__What to do__. Check every line of the entries for the string "parked" and return the ones that contain it.

(Input data Opens)

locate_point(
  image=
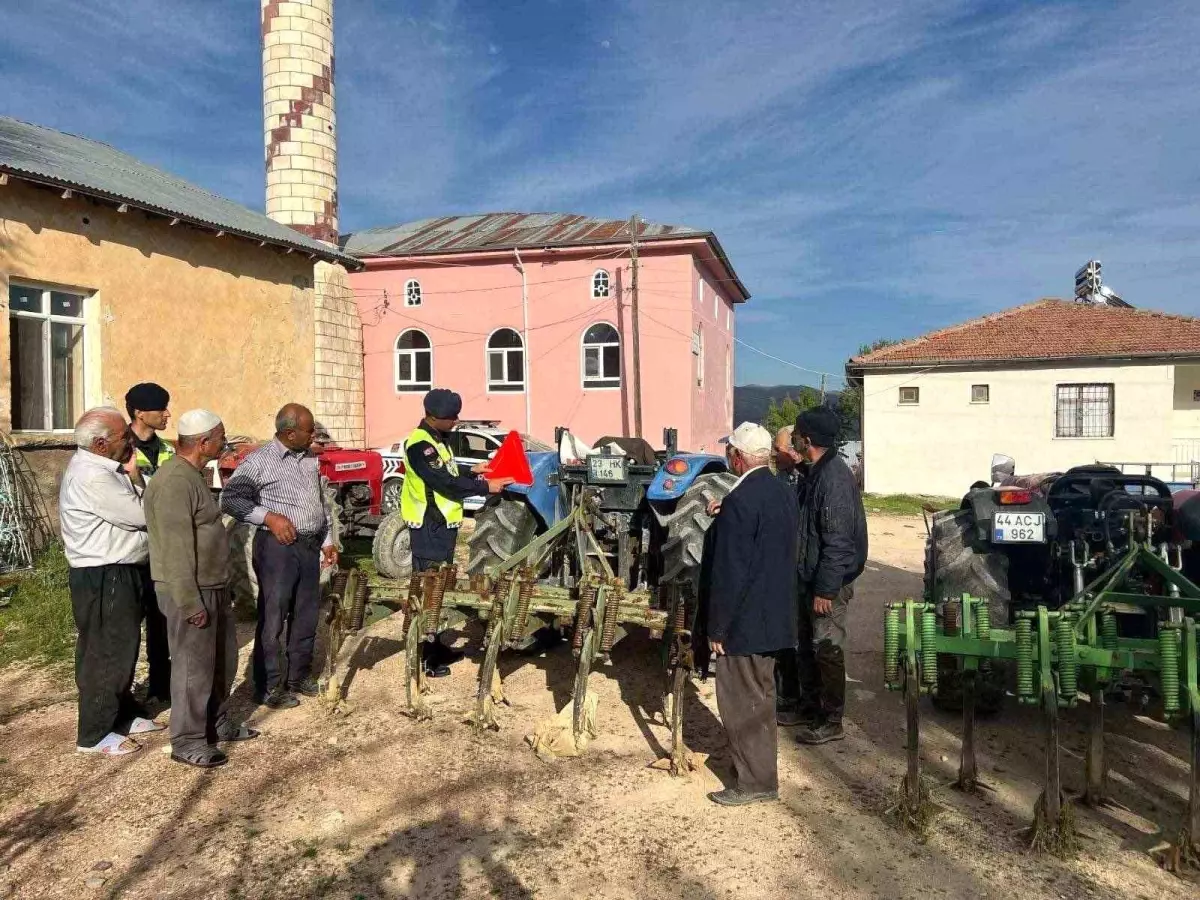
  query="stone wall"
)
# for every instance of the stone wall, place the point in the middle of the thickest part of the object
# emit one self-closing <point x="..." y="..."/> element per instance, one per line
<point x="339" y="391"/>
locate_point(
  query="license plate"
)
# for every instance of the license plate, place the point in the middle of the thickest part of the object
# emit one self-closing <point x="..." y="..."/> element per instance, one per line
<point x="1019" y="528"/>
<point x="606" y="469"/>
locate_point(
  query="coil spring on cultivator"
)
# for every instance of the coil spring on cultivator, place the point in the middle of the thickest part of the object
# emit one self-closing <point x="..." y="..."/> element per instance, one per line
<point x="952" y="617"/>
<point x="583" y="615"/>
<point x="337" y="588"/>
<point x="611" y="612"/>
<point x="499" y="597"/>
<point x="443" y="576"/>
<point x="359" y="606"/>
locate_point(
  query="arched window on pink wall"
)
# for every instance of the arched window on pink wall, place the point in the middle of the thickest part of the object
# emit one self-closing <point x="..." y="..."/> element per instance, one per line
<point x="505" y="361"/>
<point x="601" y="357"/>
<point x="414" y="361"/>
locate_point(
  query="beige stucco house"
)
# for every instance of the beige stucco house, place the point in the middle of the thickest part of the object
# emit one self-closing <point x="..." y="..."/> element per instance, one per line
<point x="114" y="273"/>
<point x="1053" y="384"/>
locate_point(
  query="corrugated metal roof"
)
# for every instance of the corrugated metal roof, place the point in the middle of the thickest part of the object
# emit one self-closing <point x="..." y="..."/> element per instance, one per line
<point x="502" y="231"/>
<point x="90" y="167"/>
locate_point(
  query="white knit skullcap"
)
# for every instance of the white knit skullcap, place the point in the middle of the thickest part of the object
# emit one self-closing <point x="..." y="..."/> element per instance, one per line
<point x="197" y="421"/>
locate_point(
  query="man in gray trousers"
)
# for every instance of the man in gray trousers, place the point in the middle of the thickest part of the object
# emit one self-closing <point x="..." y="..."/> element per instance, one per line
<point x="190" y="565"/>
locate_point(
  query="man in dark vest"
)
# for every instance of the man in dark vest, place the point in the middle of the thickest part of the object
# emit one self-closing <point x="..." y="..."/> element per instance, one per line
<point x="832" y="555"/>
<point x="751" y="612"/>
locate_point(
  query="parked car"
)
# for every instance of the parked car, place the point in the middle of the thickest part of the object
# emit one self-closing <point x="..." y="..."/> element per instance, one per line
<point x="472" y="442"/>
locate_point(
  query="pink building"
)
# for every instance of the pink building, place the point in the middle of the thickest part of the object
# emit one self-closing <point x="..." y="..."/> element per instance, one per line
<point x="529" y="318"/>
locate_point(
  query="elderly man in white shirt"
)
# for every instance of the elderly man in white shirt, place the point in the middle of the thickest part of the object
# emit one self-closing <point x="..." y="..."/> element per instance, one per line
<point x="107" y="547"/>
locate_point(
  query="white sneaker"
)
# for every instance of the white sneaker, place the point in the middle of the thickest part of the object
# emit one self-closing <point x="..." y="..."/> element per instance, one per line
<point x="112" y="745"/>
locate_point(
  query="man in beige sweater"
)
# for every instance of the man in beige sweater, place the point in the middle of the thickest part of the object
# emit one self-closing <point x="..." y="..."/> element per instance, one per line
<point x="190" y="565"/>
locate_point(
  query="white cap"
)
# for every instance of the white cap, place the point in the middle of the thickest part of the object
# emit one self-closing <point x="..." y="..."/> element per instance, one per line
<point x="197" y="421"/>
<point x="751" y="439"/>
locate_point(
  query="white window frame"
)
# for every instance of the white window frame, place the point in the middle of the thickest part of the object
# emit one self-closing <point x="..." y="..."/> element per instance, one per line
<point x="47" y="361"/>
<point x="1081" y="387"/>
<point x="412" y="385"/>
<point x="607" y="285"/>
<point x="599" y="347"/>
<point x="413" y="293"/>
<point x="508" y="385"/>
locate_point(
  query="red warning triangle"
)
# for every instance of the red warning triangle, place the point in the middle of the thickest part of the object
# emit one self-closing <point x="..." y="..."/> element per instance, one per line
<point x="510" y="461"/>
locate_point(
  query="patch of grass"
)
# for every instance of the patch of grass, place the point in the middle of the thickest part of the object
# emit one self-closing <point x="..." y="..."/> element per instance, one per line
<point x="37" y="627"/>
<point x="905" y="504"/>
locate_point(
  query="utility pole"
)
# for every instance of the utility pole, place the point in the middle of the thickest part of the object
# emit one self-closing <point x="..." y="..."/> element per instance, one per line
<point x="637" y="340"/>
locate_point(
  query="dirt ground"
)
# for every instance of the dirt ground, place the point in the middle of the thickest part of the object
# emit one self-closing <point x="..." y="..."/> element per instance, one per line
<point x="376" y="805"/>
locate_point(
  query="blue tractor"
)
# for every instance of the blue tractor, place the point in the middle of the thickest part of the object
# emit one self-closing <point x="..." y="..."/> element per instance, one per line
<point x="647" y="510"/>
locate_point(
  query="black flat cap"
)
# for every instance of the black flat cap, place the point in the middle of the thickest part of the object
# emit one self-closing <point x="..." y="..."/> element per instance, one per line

(Input data Closes)

__Reply to the task__.
  query="parked car"
# for every instance of the parked car, place the point in the middle of the thickest part of the object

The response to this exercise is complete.